TEXT:

------

An Automatic Mobile Sensing Platform for Indoor Environmental Quality Assessments

 Since the advent of the COVID-19 pandemic, the amount of time that individuals spend indoors has increased to approximately 95%, emphasizing the need for indoor environments that promote health and productivity. However, few communities are aware of the connection between the critical importance of Indoor Environmental Quality (IEQ) and the health, productivity, and comfort of the occupants, as well as the collective performance of an organization. As a result, most public buildings, especially school buildings, fail to meet the minimum IEQ standards required by building codes and are generally far below the recommended levels by many health agencies. 

To improve IEQ conditions, the first step is to measure, monitor, and evaluate the current IEQ conditions of the target buildings. IEQ assessments include two components: quantitative measurements of physical attributes and qualitative occu?pant satisfaction surveys. Quantitative measurements and monitoring of physical attributes include indoor air quality (IAQ), thermal quality, lighting quality, acoustic quality, and spatial quality. Currently, qualitative occupant satisfaction surveys aim to collect subjective feedback from occupants on IEQ-related issues in the built environment.

------

USING THE INFORMATION:
A. Answer from the text on indoor environmental quality assessment:
(i) Since the COVID-19 pandemic began, roughly what share of their time do individuals spend indoors?
(ii) What does the text name as the first step toward improving IEQ conditions?
(iii) Which physical attributes do quantitative measurements and monitoring cover?
B. Proceed with the text on indoor environmental quality assessment, picking up after its final sentence.

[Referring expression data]
------

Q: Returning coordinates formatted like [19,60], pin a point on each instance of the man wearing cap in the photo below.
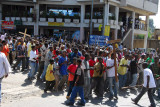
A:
[4,67]
[148,86]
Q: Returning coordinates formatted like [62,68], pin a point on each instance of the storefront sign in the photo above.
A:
[107,31]
[98,40]
[55,24]
[8,25]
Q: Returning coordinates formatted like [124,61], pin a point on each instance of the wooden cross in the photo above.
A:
[113,42]
[25,34]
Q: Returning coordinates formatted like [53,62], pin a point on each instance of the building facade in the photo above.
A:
[65,17]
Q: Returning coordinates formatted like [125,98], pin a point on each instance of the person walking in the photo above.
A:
[148,86]
[5,67]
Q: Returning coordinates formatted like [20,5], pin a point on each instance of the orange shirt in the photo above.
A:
[5,50]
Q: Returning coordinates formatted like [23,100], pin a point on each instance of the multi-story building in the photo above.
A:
[64,17]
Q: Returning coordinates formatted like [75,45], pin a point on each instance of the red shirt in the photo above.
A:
[72,68]
[91,64]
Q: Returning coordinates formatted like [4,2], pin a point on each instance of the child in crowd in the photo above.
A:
[50,79]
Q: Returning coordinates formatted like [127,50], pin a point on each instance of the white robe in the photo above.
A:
[5,67]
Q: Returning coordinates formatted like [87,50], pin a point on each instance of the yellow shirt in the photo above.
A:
[122,70]
[49,74]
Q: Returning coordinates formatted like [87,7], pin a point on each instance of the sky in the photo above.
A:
[156,18]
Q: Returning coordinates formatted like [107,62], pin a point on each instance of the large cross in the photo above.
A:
[25,34]
[113,42]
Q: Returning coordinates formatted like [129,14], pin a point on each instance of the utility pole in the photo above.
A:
[91,18]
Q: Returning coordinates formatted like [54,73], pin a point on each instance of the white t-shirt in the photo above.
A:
[148,72]
[111,71]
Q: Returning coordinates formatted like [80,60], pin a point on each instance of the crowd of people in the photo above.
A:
[83,69]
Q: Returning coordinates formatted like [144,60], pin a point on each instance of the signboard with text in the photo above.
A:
[8,25]
[98,40]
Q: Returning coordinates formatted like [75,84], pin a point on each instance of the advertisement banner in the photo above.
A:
[107,31]
[98,40]
[8,25]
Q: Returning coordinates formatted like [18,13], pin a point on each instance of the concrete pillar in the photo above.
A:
[36,24]
[106,16]
[146,36]
[0,17]
[117,17]
[82,20]
[133,24]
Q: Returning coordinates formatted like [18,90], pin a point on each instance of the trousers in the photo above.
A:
[150,96]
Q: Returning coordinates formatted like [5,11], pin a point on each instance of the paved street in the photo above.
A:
[18,91]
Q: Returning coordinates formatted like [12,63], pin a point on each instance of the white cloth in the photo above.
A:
[33,55]
[86,67]
[111,71]
[148,72]
[5,67]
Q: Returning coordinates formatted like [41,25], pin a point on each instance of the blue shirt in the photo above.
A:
[63,68]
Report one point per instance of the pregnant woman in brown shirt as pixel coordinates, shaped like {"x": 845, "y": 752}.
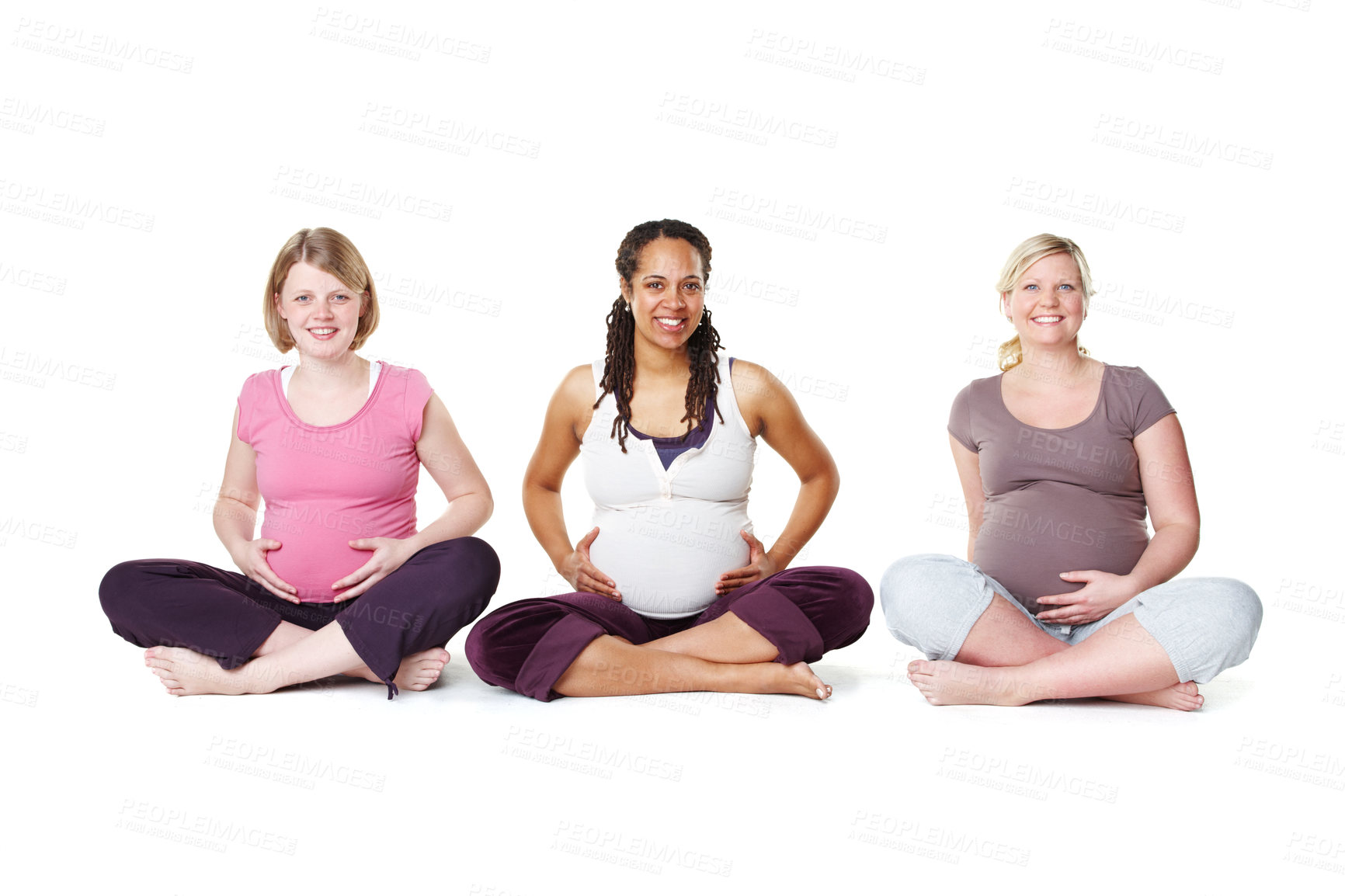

------

RESPONSES BY ITEM NUMBER:
A.
(i) Approximately 95%.
(ii) Measuring, monitoring, and evaluating the current IEQ conditions of the target buildings.
(iii) Indoor air quality (IAQ), thermal quality, lighting quality, acoustic quality, and spatial quality.

B.
Traditional methodologies for assessing IEQ from both objective and subjective perspectives present certain limitations. In the case of objective assessments, which involve measuring and monitoring IEQ physical attributes, the field measurement process requires substantial time and effort. This is due to the necessity for practitioners and researchers with specialized knowledge of IEQ to operate handheld devices to gather data. In addition, monitoring IEQ attributes is typically based on a stationary sensor network, which is limited in its ability to accurately represent the spatial characteristics of IEQ attributes due to its sparse nature. In terms of subjective evaluations, conventional methods include surveys, questionnaires, interviews, and direct observations. Although these techniques provide valuable insights into the perceptions of the occupants, they are inherently time-consuming and costly and necessitate the involvement of experts to conduct the assessments. Furthermore, traditional post-occupation evaluation (POE) approaches lack effective strategies to promote occupant engagement and awareness, potentially limiting the quality and quantity of input gathered from building occupants.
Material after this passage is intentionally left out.